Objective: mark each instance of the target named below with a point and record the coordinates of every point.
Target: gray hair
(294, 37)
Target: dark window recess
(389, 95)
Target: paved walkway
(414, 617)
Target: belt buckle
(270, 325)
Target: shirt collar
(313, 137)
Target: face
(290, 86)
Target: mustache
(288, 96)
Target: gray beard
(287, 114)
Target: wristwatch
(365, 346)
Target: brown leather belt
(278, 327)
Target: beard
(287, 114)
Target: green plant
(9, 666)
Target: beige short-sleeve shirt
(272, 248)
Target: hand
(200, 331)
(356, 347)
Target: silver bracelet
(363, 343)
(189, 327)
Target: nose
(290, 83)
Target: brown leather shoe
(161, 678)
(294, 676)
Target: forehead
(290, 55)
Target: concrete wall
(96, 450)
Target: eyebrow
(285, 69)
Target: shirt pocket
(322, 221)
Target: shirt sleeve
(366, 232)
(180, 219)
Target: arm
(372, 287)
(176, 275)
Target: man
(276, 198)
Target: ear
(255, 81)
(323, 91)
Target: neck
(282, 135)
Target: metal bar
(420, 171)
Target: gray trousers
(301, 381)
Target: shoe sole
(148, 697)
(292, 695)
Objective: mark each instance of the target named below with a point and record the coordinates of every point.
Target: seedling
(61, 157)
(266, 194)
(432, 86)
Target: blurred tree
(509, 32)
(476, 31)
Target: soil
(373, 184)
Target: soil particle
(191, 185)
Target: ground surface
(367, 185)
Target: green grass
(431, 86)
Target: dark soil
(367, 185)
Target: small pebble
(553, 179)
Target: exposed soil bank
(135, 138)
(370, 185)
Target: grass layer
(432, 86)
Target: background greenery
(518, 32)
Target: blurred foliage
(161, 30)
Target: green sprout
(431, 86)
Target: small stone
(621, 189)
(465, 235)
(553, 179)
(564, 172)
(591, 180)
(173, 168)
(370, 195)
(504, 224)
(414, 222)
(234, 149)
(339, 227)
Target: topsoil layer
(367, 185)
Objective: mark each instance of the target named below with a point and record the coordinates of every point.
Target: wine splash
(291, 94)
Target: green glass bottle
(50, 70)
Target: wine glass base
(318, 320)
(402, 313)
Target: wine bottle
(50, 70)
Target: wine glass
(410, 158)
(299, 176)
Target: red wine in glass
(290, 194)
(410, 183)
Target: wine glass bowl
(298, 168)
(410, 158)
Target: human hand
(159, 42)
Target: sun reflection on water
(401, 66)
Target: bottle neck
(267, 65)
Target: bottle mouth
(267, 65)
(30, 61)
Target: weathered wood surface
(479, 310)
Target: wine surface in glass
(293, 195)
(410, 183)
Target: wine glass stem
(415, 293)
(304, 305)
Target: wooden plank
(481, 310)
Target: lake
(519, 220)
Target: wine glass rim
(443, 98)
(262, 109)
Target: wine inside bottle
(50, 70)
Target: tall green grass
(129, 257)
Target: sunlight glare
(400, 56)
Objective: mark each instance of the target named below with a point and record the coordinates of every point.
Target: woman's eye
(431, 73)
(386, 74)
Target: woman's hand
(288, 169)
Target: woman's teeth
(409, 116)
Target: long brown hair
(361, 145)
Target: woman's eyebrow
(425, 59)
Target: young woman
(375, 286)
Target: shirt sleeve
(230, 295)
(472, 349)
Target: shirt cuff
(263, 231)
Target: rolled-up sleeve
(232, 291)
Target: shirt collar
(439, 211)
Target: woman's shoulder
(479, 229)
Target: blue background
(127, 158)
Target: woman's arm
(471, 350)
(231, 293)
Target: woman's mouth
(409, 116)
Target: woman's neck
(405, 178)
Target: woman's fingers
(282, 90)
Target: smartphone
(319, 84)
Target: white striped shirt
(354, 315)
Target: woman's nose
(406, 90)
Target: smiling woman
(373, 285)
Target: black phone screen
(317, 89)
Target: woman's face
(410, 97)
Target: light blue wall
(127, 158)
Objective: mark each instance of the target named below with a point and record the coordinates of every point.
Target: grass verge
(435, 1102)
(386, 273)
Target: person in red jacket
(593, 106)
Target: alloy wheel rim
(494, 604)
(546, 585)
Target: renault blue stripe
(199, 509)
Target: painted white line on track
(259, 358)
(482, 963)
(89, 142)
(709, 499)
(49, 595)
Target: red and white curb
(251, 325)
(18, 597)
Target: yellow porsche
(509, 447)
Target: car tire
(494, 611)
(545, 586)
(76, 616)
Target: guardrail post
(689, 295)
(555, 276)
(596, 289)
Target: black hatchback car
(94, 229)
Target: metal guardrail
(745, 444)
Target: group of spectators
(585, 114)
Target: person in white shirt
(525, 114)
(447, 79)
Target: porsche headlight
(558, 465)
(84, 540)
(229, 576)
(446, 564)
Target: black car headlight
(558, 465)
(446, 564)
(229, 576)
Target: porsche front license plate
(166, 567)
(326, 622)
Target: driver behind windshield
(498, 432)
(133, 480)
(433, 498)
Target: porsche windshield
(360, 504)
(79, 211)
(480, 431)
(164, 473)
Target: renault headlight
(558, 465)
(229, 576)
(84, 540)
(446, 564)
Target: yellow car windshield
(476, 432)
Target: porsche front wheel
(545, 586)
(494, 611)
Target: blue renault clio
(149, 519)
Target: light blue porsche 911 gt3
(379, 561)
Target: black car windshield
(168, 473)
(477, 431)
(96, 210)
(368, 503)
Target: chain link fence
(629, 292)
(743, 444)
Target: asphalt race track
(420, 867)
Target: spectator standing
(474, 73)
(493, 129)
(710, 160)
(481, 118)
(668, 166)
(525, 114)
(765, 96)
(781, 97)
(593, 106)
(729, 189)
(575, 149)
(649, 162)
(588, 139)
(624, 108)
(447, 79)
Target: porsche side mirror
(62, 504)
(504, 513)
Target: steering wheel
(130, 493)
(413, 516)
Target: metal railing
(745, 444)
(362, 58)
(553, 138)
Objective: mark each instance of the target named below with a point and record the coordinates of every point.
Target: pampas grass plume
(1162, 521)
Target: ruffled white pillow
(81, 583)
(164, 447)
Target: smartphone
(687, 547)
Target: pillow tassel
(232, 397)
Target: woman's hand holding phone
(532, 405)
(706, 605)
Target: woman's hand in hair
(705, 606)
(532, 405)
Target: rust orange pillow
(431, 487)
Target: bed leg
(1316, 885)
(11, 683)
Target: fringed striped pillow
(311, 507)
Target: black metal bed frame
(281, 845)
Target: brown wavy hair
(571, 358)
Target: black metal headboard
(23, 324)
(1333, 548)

※

◆ **Problem statement**: Would you restate the entries word for word, omitting none?

◆ **Written response**:
Objective: mark each instance of the target named below with a point and record the coordinates of every point.
Target: gray hair
(294, 37)
Target: dark window recess
(389, 95)
Target: paved walkway
(414, 617)
Target: belt buckle
(270, 325)
Target: shirt collar
(313, 137)
Target: face
(290, 86)
Target: mustache
(288, 96)
Target: gray beard
(287, 114)
Target: wristwatch
(365, 346)
Target: brown leather belt
(278, 327)
Target: beard
(287, 114)
Target: green plant
(9, 666)
Target: beige short-sleeve shirt
(272, 248)
Target: hand
(200, 331)
(356, 347)
Target: silver bracelet
(363, 343)
(189, 327)
Target: nose
(290, 83)
Target: brown leather shoe
(161, 678)
(294, 676)
Target: forehead
(290, 55)
Target: concrete wall
(96, 450)
Target: eyebrow
(285, 69)
Target: shirt pocket
(322, 221)
Target: shirt sleeve
(366, 232)
(180, 219)
Target: arm
(372, 287)
(176, 275)
Target: man
(276, 198)
Target: ear
(255, 81)
(323, 91)
Target: neck
(282, 135)
Target: metal bar
(420, 171)
Target: gray trousers
(301, 381)
Target: shoe sole
(148, 697)
(292, 695)
Objective: mark each instance of the target named below with a point and record the coordinates of every point.
Target: seedling
(61, 157)
(266, 194)
(432, 86)
Target: blurred tree
(509, 32)
(476, 31)
Target: soil
(373, 184)
Target: soil particle
(191, 185)
Target: ground surface
(367, 185)
Target: green grass
(431, 86)
Target: dark soil
(367, 185)
Target: small pebble
(553, 179)
Target: exposed soil bank
(135, 138)
(370, 185)
Target: grass layer
(432, 86)
Target: background greenery
(518, 32)
Target: blurred foliage
(161, 30)
Target: green sprout
(431, 86)
Target: small stone
(621, 189)
(465, 235)
(553, 179)
(564, 172)
(591, 180)
(173, 168)
(370, 195)
(504, 224)
(414, 222)
(234, 149)
(339, 227)
Target: topsoil layer
(367, 185)
Objective: mark each instance of the target named below with a point and record the coordinates of every point.
Target: wine splash
(291, 94)
Target: green glass bottle
(50, 70)
Target: wine glass base
(318, 320)
(402, 313)
Target: wine bottle
(50, 70)
Target: wine glass
(410, 158)
(299, 176)
Target: red wine in glass
(290, 194)
(410, 183)
Target: wine glass bowl
(298, 168)
(410, 158)
Target: human hand
(159, 42)
Target: sun reflection on water
(401, 66)
Target: bottle neck
(267, 65)
Target: bottle mouth
(267, 65)
(30, 61)
Target: weathered wood surface
(479, 310)
Target: wine surface in glass
(293, 195)
(410, 183)
Target: wine glass stem
(415, 293)
(304, 305)
Target: wooden plank
(481, 310)
Target: lake
(519, 220)
Target: wine glass rim
(443, 98)
(262, 109)
Target: wine inside bottle
(50, 70)
Target: tall green grass
(129, 257)
Target: sunlight glare
(400, 56)
Objective: mark each instance of the target named below with a point and record the coordinates of every point.
Target: woman's eye
(431, 73)
(386, 74)
Target: woman's hand
(288, 169)
Target: woman's teeth
(409, 116)
Target: long brown hair
(361, 145)
Target: woman's eyebrow
(425, 59)
Target: young woman
(375, 286)
Target: shirt sleeve
(230, 295)
(472, 349)
Target: shirt cuff
(263, 231)
Target: rolled-up sleeve
(232, 291)
Target: shirt collar
(439, 211)
Target: woman's shoulder
(479, 229)
Target: blue background
(127, 158)
Target: woman's arm
(471, 350)
(231, 293)
Target: woman's mouth
(409, 116)
Target: woman's neck
(405, 178)
Target: woman's fingers
(282, 90)
Target: smartphone
(319, 84)
Target: white striped shirt
(354, 315)
Target: woman's nose
(406, 90)
Target: smiling woman
(373, 285)
Target: black phone screen
(317, 89)
Target: woman's face
(410, 97)
Target: light blue wall
(127, 158)
Objective: mark each instance of the target named below with a point and record the coordinates of every point.
Target: grass verge
(435, 1102)
(386, 273)
Target: person in red jacket
(593, 106)
Target: alloy wheel rim
(494, 604)
(546, 585)
Target: renault blue stripe
(199, 509)
Target: painted white line on track
(259, 358)
(482, 963)
(89, 142)
(709, 499)
(49, 595)
Target: red and white curb
(251, 325)
(18, 597)
Target: yellow porsche
(509, 447)
Target: car tire
(494, 611)
(545, 586)
(76, 616)
Target: guardrail post
(689, 295)
(555, 276)
(596, 289)
Target: black hatchback car
(94, 229)
Target: metal guardrail
(745, 444)
Target: group of spectators
(585, 114)
Target: person in white shirt
(525, 114)
(447, 79)
Target: porsche headlight
(558, 465)
(84, 540)
(229, 576)
(446, 564)
Target: black car headlight
(558, 465)
(446, 564)
(229, 576)
Target: porsche front license plate
(166, 567)
(326, 622)
Target: driver behind windshield
(498, 432)
(133, 480)
(433, 498)
Target: porsche windshield
(360, 504)
(79, 211)
(480, 431)
(164, 473)
Target: renault headlight
(558, 465)
(229, 576)
(84, 540)
(446, 564)
Target: yellow car windshield
(476, 432)
Target: porsche front wheel
(545, 586)
(494, 611)
Target: blue renault clio
(149, 519)
Target: light blue porsche 911 gt3
(379, 561)
Target: black car windshield
(168, 473)
(477, 431)
(96, 210)
(368, 503)
Target: chain link fence
(629, 292)
(743, 444)
Target: asphalt race track
(420, 867)
Target: spectator standing
(474, 73)
(493, 129)
(710, 160)
(481, 118)
(668, 166)
(525, 114)
(765, 96)
(781, 97)
(593, 106)
(729, 189)
(575, 149)
(649, 162)
(588, 139)
(624, 108)
(447, 79)
Target: porsche side mirror
(62, 504)
(504, 513)
Target: steering wheel
(130, 493)
(413, 516)
Target: metal railing
(745, 444)
(362, 58)
(553, 138)
Objective: mark each instance of the target named below with a point and record the coordinates of every point.
Target: pampas grass plume
(1162, 521)
Target: ruffled white pillow
(81, 583)
(164, 447)
Target: smartphone
(687, 547)
Target: pillow tassel
(232, 397)
Target: woman's hand holding phone
(532, 405)
(706, 605)
Target: woman's hand in hair
(705, 606)
(532, 405)
Target: rust orange pillow
(431, 487)
Target: bed leg
(1316, 885)
(11, 683)
Target: fringed striped pillow
(311, 507)
Target: black metal bed frame
(281, 845)
Target: brown wavy hair
(571, 358)
Target: black metal headboard
(23, 324)
(1333, 548)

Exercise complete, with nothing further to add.